Exercise :: Lines to return, exactly: from the line with "task: segment the white" to the line with "task: segment the caracal's" in the entries below, both included.

Information given ::

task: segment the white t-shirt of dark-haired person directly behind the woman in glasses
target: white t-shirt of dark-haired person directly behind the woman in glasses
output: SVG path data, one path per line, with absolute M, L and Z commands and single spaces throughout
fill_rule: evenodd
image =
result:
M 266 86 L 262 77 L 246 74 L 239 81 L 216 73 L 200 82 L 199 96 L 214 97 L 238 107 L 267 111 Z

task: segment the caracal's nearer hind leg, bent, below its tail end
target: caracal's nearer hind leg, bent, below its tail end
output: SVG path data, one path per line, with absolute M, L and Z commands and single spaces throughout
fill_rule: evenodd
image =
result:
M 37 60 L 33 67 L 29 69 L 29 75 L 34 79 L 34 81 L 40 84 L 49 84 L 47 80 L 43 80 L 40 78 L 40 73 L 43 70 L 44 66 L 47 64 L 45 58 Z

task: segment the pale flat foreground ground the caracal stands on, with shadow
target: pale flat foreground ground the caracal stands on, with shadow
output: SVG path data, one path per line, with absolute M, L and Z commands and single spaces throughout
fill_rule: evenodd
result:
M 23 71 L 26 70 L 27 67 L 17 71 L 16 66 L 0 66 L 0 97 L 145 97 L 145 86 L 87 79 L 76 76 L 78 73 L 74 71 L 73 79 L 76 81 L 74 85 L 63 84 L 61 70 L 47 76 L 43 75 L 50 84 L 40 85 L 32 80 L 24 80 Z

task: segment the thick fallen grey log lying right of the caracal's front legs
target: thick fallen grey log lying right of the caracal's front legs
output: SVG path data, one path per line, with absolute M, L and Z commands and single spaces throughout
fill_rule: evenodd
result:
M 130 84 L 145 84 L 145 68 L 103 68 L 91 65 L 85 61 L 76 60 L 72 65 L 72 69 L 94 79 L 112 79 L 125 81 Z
...
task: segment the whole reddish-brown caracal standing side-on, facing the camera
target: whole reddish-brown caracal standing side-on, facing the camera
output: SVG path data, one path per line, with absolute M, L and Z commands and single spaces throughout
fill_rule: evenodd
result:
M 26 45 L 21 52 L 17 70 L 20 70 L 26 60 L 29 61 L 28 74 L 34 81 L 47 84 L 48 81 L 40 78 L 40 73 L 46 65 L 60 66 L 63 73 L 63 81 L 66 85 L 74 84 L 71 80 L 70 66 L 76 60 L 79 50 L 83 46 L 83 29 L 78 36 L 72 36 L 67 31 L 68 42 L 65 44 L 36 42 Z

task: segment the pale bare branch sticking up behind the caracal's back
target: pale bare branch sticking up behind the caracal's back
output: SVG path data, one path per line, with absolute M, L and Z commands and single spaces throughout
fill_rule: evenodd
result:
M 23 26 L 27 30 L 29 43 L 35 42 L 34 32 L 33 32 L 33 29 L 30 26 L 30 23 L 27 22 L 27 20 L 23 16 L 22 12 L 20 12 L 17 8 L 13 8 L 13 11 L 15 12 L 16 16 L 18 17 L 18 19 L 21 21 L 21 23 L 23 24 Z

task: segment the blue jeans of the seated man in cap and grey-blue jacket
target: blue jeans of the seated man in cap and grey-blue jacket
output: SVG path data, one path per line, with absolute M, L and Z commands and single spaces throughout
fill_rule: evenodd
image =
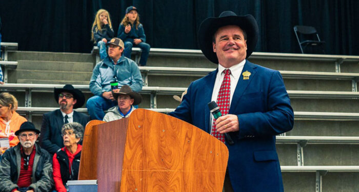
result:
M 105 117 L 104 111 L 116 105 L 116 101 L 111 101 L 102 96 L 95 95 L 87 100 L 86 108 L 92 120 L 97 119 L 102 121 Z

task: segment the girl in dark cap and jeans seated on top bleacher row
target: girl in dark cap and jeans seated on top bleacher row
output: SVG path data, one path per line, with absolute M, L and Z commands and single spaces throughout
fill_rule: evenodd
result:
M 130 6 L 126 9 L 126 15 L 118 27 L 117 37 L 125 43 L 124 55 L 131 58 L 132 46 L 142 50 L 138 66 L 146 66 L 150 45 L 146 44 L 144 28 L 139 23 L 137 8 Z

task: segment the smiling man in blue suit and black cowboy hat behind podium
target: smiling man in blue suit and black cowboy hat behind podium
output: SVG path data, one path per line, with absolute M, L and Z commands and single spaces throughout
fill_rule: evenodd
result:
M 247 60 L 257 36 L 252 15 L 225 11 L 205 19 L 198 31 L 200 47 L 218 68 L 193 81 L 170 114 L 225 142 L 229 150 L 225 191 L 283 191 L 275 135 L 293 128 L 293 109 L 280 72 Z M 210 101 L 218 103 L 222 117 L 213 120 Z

Result of this exercise ::
task: segment the white t-shirt of dark-haired person directly behind the woman in glasses
target: white t-shirt of dark-haired person directly behind the woman in glasses
output: SVG path data, one path per line, with absolute M, L and Z commands and single spaces throughout
fill_rule: evenodd
image =
result:
M 266 86 L 262 77 L 246 74 L 239 81 L 216 73 L 200 82 L 199 96 L 214 97 L 238 107 L 267 111 Z

task: segment the caracal's nearer hind leg, bent, below its tail end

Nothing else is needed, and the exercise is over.